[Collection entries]
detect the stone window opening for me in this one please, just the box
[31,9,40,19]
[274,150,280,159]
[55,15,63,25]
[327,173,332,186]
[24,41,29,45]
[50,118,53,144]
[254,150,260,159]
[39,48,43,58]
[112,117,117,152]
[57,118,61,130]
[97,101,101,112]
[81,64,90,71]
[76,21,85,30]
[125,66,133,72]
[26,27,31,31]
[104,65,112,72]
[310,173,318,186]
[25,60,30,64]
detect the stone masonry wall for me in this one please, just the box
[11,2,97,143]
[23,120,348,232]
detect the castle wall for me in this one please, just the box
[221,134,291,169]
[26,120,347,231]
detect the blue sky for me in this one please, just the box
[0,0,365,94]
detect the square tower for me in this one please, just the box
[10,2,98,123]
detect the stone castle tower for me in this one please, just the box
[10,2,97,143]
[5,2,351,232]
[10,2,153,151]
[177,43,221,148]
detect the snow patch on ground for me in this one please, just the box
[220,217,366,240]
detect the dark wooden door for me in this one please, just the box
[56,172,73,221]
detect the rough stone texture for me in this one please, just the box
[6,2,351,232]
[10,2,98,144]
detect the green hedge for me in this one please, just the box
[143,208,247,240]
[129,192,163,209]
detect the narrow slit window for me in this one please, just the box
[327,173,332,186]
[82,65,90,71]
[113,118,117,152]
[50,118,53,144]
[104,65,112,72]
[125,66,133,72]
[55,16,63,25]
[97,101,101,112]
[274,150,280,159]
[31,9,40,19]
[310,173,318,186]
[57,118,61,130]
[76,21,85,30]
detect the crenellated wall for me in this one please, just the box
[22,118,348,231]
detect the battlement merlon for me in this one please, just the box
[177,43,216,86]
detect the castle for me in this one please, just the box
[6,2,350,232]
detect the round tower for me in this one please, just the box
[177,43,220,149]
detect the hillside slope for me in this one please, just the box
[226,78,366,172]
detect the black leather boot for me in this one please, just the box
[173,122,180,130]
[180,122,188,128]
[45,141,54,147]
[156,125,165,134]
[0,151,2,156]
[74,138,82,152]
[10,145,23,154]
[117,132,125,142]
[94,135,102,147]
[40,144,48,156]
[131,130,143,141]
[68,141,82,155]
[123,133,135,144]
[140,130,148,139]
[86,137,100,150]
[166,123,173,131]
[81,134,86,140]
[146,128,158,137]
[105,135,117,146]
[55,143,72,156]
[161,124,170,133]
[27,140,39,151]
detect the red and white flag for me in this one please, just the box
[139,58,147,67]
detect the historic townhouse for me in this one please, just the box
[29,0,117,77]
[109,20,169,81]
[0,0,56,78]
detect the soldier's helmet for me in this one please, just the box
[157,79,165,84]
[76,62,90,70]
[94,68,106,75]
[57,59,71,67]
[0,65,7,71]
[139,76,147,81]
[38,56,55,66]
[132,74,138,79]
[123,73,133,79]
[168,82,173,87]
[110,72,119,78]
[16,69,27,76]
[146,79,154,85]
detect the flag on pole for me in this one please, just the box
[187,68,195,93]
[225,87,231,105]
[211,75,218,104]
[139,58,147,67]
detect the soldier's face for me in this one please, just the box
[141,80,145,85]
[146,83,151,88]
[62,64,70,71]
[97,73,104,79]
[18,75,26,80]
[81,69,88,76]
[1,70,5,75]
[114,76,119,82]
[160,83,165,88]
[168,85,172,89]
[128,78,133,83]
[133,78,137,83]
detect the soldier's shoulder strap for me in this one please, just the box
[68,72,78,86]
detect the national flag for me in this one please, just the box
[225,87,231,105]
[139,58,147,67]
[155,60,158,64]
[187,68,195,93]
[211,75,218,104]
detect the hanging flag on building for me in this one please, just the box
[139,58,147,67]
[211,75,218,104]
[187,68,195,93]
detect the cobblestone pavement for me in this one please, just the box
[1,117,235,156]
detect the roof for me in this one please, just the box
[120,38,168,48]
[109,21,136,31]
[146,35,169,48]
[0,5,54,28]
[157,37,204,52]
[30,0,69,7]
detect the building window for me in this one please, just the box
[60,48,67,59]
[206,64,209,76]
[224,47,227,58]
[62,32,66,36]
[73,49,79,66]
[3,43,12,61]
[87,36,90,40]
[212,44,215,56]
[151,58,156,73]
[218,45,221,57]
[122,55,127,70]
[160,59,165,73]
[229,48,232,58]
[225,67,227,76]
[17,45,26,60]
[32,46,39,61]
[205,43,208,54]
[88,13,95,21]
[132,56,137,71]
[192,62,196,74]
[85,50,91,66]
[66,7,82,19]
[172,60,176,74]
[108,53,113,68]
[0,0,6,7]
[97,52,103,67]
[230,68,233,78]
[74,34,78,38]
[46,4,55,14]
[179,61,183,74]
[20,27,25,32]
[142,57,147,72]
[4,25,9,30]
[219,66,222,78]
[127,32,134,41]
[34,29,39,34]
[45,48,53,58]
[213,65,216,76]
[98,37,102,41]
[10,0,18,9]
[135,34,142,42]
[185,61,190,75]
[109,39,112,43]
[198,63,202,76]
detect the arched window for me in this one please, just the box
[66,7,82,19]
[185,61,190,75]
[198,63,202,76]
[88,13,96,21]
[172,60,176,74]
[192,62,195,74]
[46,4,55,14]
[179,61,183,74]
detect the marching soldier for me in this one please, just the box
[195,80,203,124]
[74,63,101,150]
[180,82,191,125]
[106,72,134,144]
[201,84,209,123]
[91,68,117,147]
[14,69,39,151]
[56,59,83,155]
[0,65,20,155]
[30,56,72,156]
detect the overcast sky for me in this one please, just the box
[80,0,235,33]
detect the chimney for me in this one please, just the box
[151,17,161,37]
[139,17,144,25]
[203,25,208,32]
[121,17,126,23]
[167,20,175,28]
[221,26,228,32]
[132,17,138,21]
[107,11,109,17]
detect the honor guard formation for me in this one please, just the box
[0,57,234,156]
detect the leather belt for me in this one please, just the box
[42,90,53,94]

__What is expected__:
Your response should consist of the records, printed exactly.

__Task answer__:
detect the stone window opening for me in this one please, just the box
[31,9,40,19]
[274,150,280,159]
[55,15,63,25]
[327,173,332,186]
[24,41,29,45]
[50,118,53,144]
[254,150,260,159]
[39,48,43,58]
[112,117,117,152]
[57,118,61,130]
[97,101,101,112]
[81,64,90,71]
[76,21,85,30]
[125,66,133,72]
[26,27,31,31]
[104,65,112,72]
[310,173,318,186]
[25,60,30,64]
detect the stone masonry wall for me in this one please, just the box
[11,2,97,143]
[23,120,348,232]
detect the castle wall for me in this one please, just the box
[221,134,291,169]
[26,120,347,231]
detect the blue sky for me in this one please, just the box
[0,0,365,94]
detect the square tower for me in this one please, just the box
[10,2,98,123]
detect the stone castle tower for me in this one please, just the box
[10,2,97,143]
[5,2,351,232]
[10,2,153,151]
[177,43,221,148]
detect the snow patch on ground for me in this one please, just the box
[220,217,366,240]
detect the dark wooden door for me in this one please, just the box
[56,172,73,221]
detect the rough stone texture for me in this one please, just the box
[6,2,351,232]
[10,2,98,144]
detect the green hedge for me in this one please, just the box
[143,208,247,240]
[129,192,163,209]
detect the narrow slit window for me in this one please, just the box
[327,173,332,186]
[82,65,90,71]
[113,118,117,152]
[50,118,53,144]
[104,65,112,72]
[125,66,133,72]
[55,16,63,25]
[97,101,101,112]
[274,150,280,159]
[31,9,40,19]
[310,173,318,186]
[57,118,61,130]
[76,21,85,30]
detect the crenellated wall for me in this one please, just the box
[22,118,348,231]
detect the battlement merlon for me in this one please, just the box
[177,43,216,86]
detect the castle for me in this one please, just the box
[6,2,350,232]
detect the round tower for me in this one please, just the box
[177,43,220,149]
detect the hillside slope for me in this one please, just the box
[226,78,366,172]
detect the black leather boot for me in this one please, just the box
[173,122,180,130]
[180,122,188,128]
[45,141,54,147]
[156,125,165,134]
[0,151,2,156]
[74,138,82,152]
[10,145,23,154]
[117,132,125,142]
[94,135,102,147]
[40,144,48,156]
[131,130,143,141]
[68,141,82,155]
[123,133,135,144]
[140,130,148,139]
[86,137,100,150]
[166,123,173,131]
[81,134,86,140]
[146,128,158,137]
[105,135,117,146]
[55,143,72,156]
[161,124,170,133]
[27,140,39,151]
detect the red and white flag for me in this one please, just the box
[139,58,147,67]
detect the historic townhouse for me in this one please, just the box
[29,0,117,77]
[109,20,169,81]
[0,0,56,78]
detect the soldier's helmet for me in this one please, just the box
[157,79,165,84]
[76,62,90,70]
[94,68,106,75]
[57,59,71,67]
[0,65,7,71]
[139,76,147,81]
[38,56,55,66]
[132,74,138,79]
[123,73,133,79]
[168,82,173,87]
[110,72,119,78]
[16,69,27,76]
[146,79,154,85]
detect the flag on pole for me in this one please, just the box
[187,68,195,93]
[225,87,231,105]
[211,75,218,104]
[139,58,147,67]
detect the soldier's face for me in this one please, just the box
[141,80,145,85]
[146,83,151,88]
[62,64,70,71]
[97,73,104,79]
[18,75,26,80]
[81,69,88,76]
[1,70,5,75]
[114,76,119,82]
[160,83,165,88]
[168,85,172,89]
[128,78,133,83]
[133,78,137,83]
detect the soldier's shoulder strap for me in this one please, just the box
[68,72,78,86]
detect the national flag for me in this one please, just the box
[225,87,231,105]
[139,58,147,67]
[155,60,158,64]
[187,68,195,93]
[211,75,218,104]
detect the hanging flag on building for me in this one please, just the box
[139,58,147,67]
[211,75,218,104]
[187,68,195,93]
detect the cobblestone pavement for me in this one please, just the box
[1,117,235,156]
detect the roof for me in this one please, just the box
[120,38,168,48]
[109,21,136,31]
[146,35,169,48]
[0,5,54,28]
[157,37,204,52]
[30,0,69,7]
detect the building window for me in this one please, just the box
[60,48,67,59]
[206,64,209,76]
[224,47,227,58]
[62,32,66,36]
[73,49,79,66]
[3,43,12,61]
[87,36,90,40]
[212,44,215,56]
[151,58,156,73]
[218,45,221,57]
[122,55,127,70]
[160,59,165,73]
[229,48,232,58]
[225,67,227,76]
[17,45,26,60]
[32,46,39,61]
[205,43,208,54]
[88,13,95,21]
[132,56,137,71]
[192,62,196,74]
[85,50,91,66]
[66,7,82,19]
[172,60,176,74]
[108,53,113,68]
[0,0,6,7]
[97,52,103,67]
[230,68,233,78]
[74,34,78,38]
[46,4,55,14]
[179,61,183,74]
[20,27,25,32]
[142,57,147,72]
[4,25,9,30]
[219,66,222,78]
[127,32,134,41]
[34,29,39,34]
[45,48,53,58]
[213,65,216,76]
[98,37,102,41]
[10,0,18,9]
[135,34,142,42]
[185,61,190,75]
[109,39,112,43]
[198,63,202,76]
detect the arched window for me in this one please, just the box
[66,7,82,19]
[185,61,190,75]
[198,63,202,76]
[88,13,96,21]
[172,60,176,74]
[192,62,195,74]
[46,4,55,14]
[179,61,183,74]
detect the marching soldier for me in this one please, just the box
[195,80,203,124]
[74,63,101,150]
[180,82,191,125]
[106,72,134,144]
[201,84,209,123]
[91,68,117,147]
[14,69,39,151]
[56,59,83,155]
[0,65,20,155]
[30,56,72,156]
detect the overcast sky for me in this one please, just the box
[80,0,235,33]
detect the chimney for me in this one please, just the box
[151,17,161,37]
[139,17,144,25]
[203,25,208,32]
[121,17,126,23]
[167,20,175,28]
[221,26,228,32]
[132,17,138,21]
[107,11,109,17]
detect the honor guard formation for me in this one please, just the box
[0,57,234,156]
detect the leather belt for me in this one please, just the box
[42,90,53,94]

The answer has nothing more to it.